→ AIM OF THE EXERCISE
Write each line out again exactly as written.

(Entries from a point annotation set)
▽
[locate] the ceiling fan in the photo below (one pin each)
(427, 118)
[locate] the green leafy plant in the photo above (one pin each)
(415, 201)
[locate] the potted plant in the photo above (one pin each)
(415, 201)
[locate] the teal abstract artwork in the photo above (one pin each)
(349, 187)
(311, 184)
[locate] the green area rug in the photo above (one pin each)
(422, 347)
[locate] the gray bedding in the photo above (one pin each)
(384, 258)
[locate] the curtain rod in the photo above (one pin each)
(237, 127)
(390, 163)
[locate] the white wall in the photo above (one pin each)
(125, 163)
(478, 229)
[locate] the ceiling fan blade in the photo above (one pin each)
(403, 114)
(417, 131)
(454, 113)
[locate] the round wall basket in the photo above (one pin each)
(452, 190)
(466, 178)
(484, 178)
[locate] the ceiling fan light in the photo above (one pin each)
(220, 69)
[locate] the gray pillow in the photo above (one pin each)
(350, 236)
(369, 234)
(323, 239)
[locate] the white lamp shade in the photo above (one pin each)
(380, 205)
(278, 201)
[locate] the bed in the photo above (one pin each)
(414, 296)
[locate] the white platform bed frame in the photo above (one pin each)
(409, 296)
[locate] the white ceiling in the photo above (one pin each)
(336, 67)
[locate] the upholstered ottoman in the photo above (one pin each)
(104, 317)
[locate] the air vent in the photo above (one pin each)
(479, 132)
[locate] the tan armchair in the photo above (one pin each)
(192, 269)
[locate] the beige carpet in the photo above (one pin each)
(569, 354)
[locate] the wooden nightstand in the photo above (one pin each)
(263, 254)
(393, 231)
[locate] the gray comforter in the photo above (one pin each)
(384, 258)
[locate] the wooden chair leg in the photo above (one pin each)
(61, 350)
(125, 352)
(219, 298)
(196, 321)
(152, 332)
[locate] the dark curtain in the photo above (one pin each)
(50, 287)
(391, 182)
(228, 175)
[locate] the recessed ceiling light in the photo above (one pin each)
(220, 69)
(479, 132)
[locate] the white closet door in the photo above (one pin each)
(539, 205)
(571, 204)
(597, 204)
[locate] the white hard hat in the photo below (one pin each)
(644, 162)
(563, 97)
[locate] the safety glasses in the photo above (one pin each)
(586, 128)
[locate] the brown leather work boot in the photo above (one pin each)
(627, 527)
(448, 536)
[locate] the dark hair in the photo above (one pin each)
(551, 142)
△
→ ANSWER TO THIS TASK
[locate] the ceiling fan in the photo below (one pin each)
(427, 118)
[locate] the green leafy plant in the photo above (one pin each)
(415, 201)
[locate] the potted plant in the photo above (one pin each)
(415, 201)
[locate] the teal abstract artwork in the photo above (one pin each)
(349, 187)
(311, 184)
[locate] the green area rug in the photo above (one pin each)
(422, 347)
[locate] the gray bedding in the photo above (one pin each)
(384, 258)
[locate] the curtain rod in the photo above (one pin each)
(237, 127)
(390, 163)
[locate] the white wall in the photo above (one pin each)
(125, 163)
(478, 229)
[locate] the ceiling fan blade in the photo above (one pin each)
(403, 114)
(417, 131)
(454, 113)
[locate] the round wall basket in the photo above (one pin each)
(452, 190)
(466, 178)
(484, 178)
[locate] the ceiling fan light in the photo above (one pin each)
(220, 69)
[locate] the gray pillow in the photo above (one pin each)
(350, 236)
(369, 234)
(323, 239)
[locate] the white lamp shade in the photo above (one pin each)
(380, 205)
(278, 201)
[locate] the bed in the photo above (one pin each)
(414, 296)
[locate] the white platform bed frame in the photo above (one pin each)
(409, 296)
[locate] the white ceiling in the photo above (one pin each)
(336, 67)
[locate] the upholstered ottoman in the photo above (one pin each)
(104, 317)
[locate] the air vent in the photo above (one pin each)
(479, 132)
[locate] the tan armchair in the photo above (one pin each)
(192, 269)
[locate] the beige carpet in the photo above (one pin each)
(569, 354)
[locate] the wooden nightstand in the photo above (one pin each)
(263, 254)
(393, 231)
[locate] the gray comforter in the photo above (one pin each)
(384, 258)
[locate] the wooden chair leg in the photo above (one pin each)
(61, 350)
(125, 352)
(219, 298)
(196, 321)
(152, 332)
[locate] the dark curtain in the photo above (one pin each)
(50, 287)
(391, 182)
(228, 175)
[locate] the recessed ceiling light in the photo above (one pin each)
(220, 69)
(479, 132)
[locate] the white closet door in the photo above (one pin each)
(539, 205)
(571, 204)
(597, 204)
[locate] the white hard hat in the photo below (one pin each)
(644, 162)
(563, 97)
[locate] the safety glasses in the photo above (one pin each)
(586, 128)
[locate] the brown leather work boot in the photo above (one pin each)
(627, 527)
(448, 536)
[locate] the dark hair in the photo above (one pin each)
(551, 142)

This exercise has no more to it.